EXTRACT PROVIDED ->
+--

Distractions

Joan Vennochi writes in today’s Boston Globe:

THE REAL NEWS of April played second fiddle to the presidential campaign, the pope’s visit to America, and the Texas polygamy case.

The death toll for the US military in Iraq hit 49 in April, making it the deadliest month since September, according to the Associated Press. Around Iraq, at least 1,080 Iraqi civilians and security personnel were killed last month, an average of 36 a day, according to the AP tally. While that’s down from March’s total of 1,269, or an average of 41 per day, those casualties certainly don’t add up to a stable Iraq.

It’s not as if there is no news from Iraq, you know. Bradley Brooks reports for the Associated Press:

The US military fired guided missiles into the heart of Baghdad’s teeming Sadr City slum yesterday, leveling a building 55 yards away from a hospital and wounding nearly two dozen people.

Separately, the military said late yesterday that four Marines were killed on Thursday by a roadside bomb in Anbar Province. No other details were released, and the names of the Marines were withheld pending notification of their families.

+--

DATASET EXTRACT ->
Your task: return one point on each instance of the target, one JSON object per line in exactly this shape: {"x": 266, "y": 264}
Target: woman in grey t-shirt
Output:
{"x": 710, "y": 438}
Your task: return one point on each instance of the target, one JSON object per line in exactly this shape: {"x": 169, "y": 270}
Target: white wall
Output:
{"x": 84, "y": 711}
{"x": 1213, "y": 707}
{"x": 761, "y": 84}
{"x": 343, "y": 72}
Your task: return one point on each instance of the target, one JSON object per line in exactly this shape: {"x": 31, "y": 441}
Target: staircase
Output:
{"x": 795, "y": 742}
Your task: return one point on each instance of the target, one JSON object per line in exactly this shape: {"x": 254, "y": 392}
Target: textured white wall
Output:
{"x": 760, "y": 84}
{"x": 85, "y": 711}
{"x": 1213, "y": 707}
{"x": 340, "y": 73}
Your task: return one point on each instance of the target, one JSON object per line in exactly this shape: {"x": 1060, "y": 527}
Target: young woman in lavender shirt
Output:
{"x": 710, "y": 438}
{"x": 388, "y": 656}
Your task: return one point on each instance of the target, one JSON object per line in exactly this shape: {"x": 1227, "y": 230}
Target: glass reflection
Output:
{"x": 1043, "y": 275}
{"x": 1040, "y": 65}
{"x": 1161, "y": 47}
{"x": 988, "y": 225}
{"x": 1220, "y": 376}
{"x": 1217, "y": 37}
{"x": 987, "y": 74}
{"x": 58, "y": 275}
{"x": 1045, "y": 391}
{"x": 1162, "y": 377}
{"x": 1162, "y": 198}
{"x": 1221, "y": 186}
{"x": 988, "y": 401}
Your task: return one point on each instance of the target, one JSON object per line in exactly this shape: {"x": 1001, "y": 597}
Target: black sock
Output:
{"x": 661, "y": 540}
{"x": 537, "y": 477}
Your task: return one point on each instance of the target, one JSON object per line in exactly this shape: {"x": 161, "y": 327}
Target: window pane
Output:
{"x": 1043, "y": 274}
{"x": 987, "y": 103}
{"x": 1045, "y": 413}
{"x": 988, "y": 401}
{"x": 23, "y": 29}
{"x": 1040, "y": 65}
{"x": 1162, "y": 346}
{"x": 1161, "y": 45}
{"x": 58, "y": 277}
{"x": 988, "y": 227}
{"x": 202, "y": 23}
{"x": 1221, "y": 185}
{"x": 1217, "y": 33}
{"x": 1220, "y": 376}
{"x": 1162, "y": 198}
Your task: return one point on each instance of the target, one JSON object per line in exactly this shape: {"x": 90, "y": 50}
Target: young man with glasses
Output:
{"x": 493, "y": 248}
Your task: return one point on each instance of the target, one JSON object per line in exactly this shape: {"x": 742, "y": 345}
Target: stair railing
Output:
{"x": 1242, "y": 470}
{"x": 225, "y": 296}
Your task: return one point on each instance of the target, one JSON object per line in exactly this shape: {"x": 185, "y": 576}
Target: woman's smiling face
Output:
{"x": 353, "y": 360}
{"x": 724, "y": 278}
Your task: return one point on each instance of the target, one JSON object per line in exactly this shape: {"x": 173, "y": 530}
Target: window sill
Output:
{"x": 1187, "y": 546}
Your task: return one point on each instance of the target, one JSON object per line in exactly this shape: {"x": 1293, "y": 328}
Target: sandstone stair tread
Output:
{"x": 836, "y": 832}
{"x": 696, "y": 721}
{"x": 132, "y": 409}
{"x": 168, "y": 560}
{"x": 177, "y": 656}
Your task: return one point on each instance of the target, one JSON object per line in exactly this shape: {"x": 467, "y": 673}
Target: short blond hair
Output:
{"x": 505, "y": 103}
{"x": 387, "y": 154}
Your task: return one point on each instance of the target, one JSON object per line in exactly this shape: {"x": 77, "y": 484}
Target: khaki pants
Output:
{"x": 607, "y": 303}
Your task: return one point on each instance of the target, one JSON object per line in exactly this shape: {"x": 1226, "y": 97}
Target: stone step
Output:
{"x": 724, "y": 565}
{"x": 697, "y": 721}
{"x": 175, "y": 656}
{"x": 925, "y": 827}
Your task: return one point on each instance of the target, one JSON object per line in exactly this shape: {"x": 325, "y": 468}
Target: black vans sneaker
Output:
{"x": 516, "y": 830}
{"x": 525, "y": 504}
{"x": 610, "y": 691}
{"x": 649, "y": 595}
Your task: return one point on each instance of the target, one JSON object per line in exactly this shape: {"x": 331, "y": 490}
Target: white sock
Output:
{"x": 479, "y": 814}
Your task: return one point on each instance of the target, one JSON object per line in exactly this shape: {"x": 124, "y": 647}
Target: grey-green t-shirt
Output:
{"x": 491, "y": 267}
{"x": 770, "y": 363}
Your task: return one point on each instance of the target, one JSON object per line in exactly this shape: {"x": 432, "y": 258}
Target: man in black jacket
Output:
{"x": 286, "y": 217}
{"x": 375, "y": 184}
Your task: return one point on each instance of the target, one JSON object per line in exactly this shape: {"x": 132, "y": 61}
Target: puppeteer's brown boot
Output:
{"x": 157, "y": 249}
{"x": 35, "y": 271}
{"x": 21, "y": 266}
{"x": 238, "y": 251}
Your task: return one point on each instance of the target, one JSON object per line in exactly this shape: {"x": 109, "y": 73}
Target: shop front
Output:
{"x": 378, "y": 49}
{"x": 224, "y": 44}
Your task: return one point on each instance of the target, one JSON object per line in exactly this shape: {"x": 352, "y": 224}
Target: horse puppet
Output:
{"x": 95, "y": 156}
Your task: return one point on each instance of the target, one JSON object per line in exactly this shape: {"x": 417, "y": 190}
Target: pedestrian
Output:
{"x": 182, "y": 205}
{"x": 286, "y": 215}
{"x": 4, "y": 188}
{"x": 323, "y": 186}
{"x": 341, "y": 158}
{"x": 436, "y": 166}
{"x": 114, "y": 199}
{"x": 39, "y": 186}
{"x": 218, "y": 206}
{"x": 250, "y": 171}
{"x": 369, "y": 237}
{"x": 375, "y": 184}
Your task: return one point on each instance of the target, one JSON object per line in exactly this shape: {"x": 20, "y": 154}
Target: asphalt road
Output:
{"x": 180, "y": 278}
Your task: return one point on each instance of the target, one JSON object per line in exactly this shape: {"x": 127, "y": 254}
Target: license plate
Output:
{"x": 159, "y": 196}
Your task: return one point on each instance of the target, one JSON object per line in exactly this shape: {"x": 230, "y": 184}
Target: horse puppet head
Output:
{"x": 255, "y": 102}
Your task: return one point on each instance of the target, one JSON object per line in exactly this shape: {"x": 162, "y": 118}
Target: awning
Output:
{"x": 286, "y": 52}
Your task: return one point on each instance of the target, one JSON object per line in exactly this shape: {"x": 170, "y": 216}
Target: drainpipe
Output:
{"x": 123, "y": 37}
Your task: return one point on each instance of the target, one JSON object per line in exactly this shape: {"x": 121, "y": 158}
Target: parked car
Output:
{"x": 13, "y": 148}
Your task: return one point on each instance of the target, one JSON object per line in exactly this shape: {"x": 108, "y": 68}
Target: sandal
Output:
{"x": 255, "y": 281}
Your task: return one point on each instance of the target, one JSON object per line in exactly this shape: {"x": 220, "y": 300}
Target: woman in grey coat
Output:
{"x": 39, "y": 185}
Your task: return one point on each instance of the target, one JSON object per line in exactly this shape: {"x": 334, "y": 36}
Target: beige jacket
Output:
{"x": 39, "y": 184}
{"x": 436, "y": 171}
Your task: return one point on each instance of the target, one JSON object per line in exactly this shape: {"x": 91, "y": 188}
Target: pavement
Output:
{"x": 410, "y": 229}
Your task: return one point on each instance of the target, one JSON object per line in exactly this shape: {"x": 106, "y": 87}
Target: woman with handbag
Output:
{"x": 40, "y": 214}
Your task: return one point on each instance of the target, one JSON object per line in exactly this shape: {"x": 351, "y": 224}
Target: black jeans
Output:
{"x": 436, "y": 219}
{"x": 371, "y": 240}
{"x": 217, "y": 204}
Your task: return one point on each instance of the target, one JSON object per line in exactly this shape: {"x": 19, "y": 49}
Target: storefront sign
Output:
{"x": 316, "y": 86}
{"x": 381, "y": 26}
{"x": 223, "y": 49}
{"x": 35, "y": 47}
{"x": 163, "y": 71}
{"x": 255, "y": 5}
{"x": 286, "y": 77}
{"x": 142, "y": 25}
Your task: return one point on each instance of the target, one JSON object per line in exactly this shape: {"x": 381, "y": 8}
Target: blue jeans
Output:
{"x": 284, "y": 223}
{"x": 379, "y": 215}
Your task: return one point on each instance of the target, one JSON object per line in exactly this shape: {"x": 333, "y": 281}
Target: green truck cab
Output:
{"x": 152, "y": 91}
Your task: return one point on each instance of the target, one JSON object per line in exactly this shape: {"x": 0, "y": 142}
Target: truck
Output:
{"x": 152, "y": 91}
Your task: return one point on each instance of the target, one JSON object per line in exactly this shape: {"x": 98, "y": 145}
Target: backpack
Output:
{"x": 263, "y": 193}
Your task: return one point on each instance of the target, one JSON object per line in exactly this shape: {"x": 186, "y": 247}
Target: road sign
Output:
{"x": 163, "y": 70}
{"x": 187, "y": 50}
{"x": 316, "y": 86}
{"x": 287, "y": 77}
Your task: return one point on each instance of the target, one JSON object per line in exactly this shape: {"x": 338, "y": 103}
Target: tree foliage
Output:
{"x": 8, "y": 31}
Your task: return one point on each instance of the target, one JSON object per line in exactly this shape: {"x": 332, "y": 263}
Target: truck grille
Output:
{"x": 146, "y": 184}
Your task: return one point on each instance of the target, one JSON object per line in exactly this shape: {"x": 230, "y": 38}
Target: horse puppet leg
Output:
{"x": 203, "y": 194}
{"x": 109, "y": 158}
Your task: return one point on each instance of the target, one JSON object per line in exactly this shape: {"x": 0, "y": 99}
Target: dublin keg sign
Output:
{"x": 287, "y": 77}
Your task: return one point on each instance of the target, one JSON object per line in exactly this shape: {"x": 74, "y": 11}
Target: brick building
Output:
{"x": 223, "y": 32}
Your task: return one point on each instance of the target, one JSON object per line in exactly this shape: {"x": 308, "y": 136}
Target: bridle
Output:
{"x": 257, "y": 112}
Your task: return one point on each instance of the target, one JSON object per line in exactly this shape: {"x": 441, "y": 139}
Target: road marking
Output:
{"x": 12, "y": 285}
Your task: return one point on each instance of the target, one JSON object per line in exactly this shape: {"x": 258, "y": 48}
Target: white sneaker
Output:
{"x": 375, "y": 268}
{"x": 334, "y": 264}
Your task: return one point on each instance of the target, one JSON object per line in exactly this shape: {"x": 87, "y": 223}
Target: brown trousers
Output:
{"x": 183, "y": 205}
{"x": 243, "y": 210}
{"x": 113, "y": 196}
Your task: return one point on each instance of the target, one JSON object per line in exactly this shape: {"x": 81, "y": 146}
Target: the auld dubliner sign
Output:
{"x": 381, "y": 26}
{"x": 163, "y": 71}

+--

EXERCISE DESCRIPTION ->
Reproduce word for word the part of the piece about Iraq news that begins at "Joan Vennochi writes" and stops after "two dozen people.".

RESULT BELOW ->
Joan Vennochi writes in today’s Boston Globe:

THE REAL NEWS of April played second fiddle to the presidential campaign, the pope’s visit to America, and the Texas polygamy case.

The death toll for the US military in Iraq hit 49 in April, making it the deadliest month since September, according to the Associated Press. Around Iraq, at least 1,080 Iraqi civilians and security personnel were killed last month, an average of 36 a day, according to the AP tally. While that’s down from March’s total of 1,269, or an average of 41 per day, those casualties certainly don’t add up to a stable Iraq.

It’s not as if there is no news from Iraq, you know. Bradley Brooks reports for the Associated Press:

The US military fired guided missiles into the heart of Baghdad’s teeming Sadr City slum yesterday, leveling a building 55 yards away from a hospital and wounding nearly two dozen people.